__Aim of the exercise__
Looking at the records below, state how many lines include the string "temple" and add nothing further.
[Provided records]
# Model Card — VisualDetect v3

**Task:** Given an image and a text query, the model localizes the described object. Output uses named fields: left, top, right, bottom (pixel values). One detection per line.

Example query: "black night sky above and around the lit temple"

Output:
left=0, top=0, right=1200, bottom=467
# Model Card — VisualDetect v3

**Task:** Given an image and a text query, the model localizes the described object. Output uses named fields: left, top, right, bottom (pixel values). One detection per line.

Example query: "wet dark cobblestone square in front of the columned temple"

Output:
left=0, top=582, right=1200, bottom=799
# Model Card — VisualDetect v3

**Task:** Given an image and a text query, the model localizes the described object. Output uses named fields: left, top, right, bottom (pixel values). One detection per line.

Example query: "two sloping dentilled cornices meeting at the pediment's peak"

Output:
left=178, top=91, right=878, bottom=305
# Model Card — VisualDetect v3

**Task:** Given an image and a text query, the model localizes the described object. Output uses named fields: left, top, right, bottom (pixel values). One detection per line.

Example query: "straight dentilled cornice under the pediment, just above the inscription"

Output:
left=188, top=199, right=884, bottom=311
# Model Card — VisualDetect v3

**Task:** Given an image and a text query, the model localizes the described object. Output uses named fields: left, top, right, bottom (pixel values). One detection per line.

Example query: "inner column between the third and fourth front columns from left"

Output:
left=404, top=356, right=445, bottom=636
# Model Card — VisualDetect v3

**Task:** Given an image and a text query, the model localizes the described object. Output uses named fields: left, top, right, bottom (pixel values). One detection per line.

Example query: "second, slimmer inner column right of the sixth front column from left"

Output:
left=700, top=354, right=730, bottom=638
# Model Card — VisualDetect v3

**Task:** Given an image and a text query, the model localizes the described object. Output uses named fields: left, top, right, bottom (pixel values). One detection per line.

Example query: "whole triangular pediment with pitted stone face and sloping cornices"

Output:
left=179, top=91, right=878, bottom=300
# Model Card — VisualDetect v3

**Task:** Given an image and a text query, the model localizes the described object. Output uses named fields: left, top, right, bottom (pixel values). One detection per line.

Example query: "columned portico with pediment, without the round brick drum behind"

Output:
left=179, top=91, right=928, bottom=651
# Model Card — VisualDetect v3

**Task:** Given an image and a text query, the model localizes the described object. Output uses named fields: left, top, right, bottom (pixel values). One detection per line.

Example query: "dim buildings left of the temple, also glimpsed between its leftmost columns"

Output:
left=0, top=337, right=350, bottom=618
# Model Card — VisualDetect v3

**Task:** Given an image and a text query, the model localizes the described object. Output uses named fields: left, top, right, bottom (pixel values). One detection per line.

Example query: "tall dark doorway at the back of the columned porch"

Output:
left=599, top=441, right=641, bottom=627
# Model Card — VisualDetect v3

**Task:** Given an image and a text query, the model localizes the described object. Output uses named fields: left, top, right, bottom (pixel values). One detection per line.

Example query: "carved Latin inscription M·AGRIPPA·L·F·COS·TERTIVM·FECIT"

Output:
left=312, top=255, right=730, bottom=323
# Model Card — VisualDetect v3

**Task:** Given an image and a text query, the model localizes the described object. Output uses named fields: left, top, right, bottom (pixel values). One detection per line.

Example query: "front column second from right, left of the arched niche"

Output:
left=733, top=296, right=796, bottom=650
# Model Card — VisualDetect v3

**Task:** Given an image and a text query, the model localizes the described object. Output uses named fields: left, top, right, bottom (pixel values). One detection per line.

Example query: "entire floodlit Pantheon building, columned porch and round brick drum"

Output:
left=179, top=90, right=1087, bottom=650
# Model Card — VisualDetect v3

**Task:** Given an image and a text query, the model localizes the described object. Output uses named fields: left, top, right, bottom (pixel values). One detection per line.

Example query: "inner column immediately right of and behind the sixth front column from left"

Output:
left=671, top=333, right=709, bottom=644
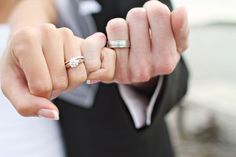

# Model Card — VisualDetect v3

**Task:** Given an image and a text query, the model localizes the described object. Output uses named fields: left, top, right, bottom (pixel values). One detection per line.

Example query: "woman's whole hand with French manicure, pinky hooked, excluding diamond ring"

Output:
left=1, top=24, right=116, bottom=120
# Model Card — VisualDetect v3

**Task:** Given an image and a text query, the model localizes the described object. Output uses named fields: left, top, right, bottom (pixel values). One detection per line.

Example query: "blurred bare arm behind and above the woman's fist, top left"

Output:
left=8, top=0, right=57, bottom=32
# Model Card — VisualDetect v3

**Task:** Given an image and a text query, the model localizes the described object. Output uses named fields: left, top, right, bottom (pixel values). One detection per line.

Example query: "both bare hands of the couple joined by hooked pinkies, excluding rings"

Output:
left=1, top=1, right=189, bottom=119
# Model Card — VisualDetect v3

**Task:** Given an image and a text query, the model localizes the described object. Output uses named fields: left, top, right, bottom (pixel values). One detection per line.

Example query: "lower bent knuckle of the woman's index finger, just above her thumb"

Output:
left=29, top=81, right=52, bottom=98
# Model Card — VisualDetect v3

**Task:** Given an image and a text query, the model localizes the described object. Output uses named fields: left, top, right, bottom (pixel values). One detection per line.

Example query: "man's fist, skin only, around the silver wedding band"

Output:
left=102, top=0, right=189, bottom=87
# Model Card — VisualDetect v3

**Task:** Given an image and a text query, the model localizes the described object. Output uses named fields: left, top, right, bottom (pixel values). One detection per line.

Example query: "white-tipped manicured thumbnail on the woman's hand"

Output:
left=38, top=109, right=59, bottom=120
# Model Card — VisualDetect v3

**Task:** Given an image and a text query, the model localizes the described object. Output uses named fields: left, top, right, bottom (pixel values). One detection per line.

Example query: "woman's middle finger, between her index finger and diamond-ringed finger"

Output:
left=41, top=25, right=68, bottom=98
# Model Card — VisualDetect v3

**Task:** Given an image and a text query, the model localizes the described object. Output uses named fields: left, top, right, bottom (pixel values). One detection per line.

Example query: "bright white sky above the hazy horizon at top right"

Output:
left=172, top=0, right=236, bottom=25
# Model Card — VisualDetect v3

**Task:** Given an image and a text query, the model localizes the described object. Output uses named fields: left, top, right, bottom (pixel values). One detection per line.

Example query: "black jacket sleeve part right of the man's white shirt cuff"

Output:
left=152, top=58, right=189, bottom=122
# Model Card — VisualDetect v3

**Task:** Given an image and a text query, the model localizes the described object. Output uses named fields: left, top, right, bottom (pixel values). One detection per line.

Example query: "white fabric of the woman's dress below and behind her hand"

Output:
left=0, top=24, right=65, bottom=157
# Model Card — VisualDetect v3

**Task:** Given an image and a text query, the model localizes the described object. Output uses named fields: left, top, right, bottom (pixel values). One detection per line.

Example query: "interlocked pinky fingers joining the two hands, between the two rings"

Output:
left=81, top=33, right=116, bottom=84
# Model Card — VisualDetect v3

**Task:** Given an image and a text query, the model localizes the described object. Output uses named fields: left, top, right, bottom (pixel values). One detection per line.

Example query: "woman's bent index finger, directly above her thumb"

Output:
[/Provided records]
__Response for this exercise__
3